Purpose
To compute the Hankel-norm of the transfer-function matrix G of a stable state-space system (A,B,C). The state dynamics matrix A of the given system is an upper quasi-triangular matrix in real Schur form.Specification
DOUBLE PRECISION FUNCTION AB13AX( DICO, N, M, P, A, LDA, B, LDB,
$ C, LDC, HSV, DWORK, LDWORK,
$ INFO )
C .. Scalar Arguments ..
CHARACTER DICO
INTEGER INFO, LDA, LDB, LDC, LDWORK, M, N, P
C .. Array Arguments ..
DOUBLE PRECISION A(LDA,*), B(LDB,*), C(LDC,*), DWORK(*), HSV(*)
Function Value
AB13AX DOUBLE PRECISION
The Hankel-norm of G (if INFO = 0).
Arguments
Mode Parameters
DICO CHARACTER*1
Specifies the type of the system as follows:
= 'C': continuous-time system;
= 'D': discrete-time system.
Input/Output Parameters
N (input) INTEGER
The order of the state-space representation, i.e. the
order of the matrix A. N >= 0.
M (input) INTEGER
The number of system inputs. M >= 0.
P (input) INTEGER
The number of system outputs. P >= 0.
A (input) DOUBLE PRECISION array, dimension (LDA,N)
The leading N-by-N part of this array must contain the
state dynamics matrix A in a real Schur canonical form.
LDA INTEGER
The leading dimension of array A. LDA >= MAX(1,N).
B (input) DOUBLE PRECISION array, dimension (LDB,M)
The leading N-by-M part of this array must contain the
input/state matrix B.
LDB INTEGER
The leading dimension of array B. LDB >= MAX(1,N).
C (input) DOUBLE PRECISION array, dimension (LDC,N)
The leading P-by-N part of this array must contain the
state/output matrix C.
LDC INTEGER
The leading dimension of array C. LDC >= MAX(1,P).
HSV (output) DOUBLE PRECISION array, dimension (N)
If INFO = 0, this array contains the Hankel singular
values of the given system ordered decreasingly.
HSV(1) is the Hankel norm of the given system.
Workspace
DWORK DOUBLE PRECISION array, dimension (LDWORK)

Records:

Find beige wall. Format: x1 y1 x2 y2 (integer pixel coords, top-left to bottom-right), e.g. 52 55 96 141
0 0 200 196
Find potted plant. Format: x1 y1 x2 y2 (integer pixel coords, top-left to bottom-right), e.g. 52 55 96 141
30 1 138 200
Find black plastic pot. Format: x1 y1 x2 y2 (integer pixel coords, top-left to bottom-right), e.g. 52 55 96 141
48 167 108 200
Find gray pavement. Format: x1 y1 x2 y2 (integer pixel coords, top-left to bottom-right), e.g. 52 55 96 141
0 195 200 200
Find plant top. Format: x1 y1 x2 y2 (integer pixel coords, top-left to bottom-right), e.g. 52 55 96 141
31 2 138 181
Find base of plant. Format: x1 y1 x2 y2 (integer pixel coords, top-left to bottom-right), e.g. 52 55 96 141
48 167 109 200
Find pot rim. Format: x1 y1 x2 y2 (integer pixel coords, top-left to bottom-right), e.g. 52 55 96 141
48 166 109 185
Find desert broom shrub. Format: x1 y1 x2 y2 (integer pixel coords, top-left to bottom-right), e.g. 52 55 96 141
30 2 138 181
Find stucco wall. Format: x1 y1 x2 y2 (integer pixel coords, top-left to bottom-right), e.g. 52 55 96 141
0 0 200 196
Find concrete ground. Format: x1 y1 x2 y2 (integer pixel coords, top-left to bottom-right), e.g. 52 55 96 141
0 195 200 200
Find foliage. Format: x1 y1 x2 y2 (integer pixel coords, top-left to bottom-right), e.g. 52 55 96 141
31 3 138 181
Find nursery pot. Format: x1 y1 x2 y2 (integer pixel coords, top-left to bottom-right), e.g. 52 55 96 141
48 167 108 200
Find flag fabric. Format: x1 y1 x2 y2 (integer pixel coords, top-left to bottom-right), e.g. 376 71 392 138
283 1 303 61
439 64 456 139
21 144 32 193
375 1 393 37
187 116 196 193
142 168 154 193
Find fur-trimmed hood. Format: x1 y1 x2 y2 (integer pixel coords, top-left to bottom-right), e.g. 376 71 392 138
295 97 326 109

▶ **WHAT YOU NEED TO DO**:
(1) Rescale the records, beginning at the line that has "Find base of" and stopping after the last line of the records. Reproduce every line in that range, requests included, but multiply each bounding-box coordinate in the answers by 0.6 and round to whole numbers, with halves rounded up.
(2) Carry the documentation of the Hankel-norm routine further, starting after its final line.

▶ **PER-TASK OUTPUTS**:
(1)
Find base of plant. Format: x1 y1 x2 y2 (integer pixel coords, top-left to bottom-right), e.g. 52 55 96 141
29 100 65 120
Find pot rim. Format: x1 y1 x2 y2 (integer pixel coords, top-left to bottom-right), e.g. 52 55 96 141
29 100 65 111
Find desert broom shrub. Format: x1 y1 x2 y2 (integer pixel coords, top-left to bottom-right), e.g. 52 55 96 141
18 1 83 109
Find stucco wall. Format: x1 y1 x2 y2 (integer pixel coords, top-left to bottom-right), e.g. 52 55 96 141
0 0 120 118
Find concrete ground. Format: x1 y1 x2 y2 (integer pixel coords, top-left to bottom-right), e.g. 52 55 96 141
0 117 120 120
Find foliage. Format: x1 y1 x2 y2 (integer pixel coords, top-left to bottom-right), e.g. 52 55 96 141
19 2 83 109
Find nursery pot. Format: x1 y1 x2 y2 (integer pixel coords, top-left to bottom-right), e.g. 52 55 96 141
29 100 65 120
Find flag fabric. Format: x1 y1 x2 y2 (integer pixel coords, top-left to bottom-right), e.g. 376 71 392 138
170 1 182 37
263 38 274 83
13 86 19 116
225 1 236 22
112 70 118 116
85 101 92 116
Find fur-trimmed hood. Format: x1 y1 x2 y2 (integer pixel coords, top-left to bottom-right), e.g. 376 71 392 138
177 58 196 65

(2)
On exit, if INFO = 0, DWORK(1) returns the optimal value
of LDWORK.
LDWORK INTEGER
The length of the array DWORK.
LDWORK >= MAX(1,N*(MAX(N,M,P)+5)+N*(N+1)/2).
For optimum performance LDWORK should be larger.
Error Indicator
INFO INTEGER
= 0: successful exit;
< 0: if INFO = -i, the i-th argument had an illegal
value;
= 1: the state matrix A is not stable (if DICO = 'C')
or not convergent (if DICO = 'D');
= 2: the computation of Hankel singular values failed.
Method
Let be the stable linear system
d[x(t)] = Ax(t) + Bu(t)
y(t) = Cx(t) (1)
where d[x(t)] is dx(t)/dt for a continuous-time system and x(t+1)
for a discrete-time system, and let G be the corresponding
transfer-function matrix. The Hankel-norm of G is computed as the
the maximum Hankel singular value of the system (A,B,C).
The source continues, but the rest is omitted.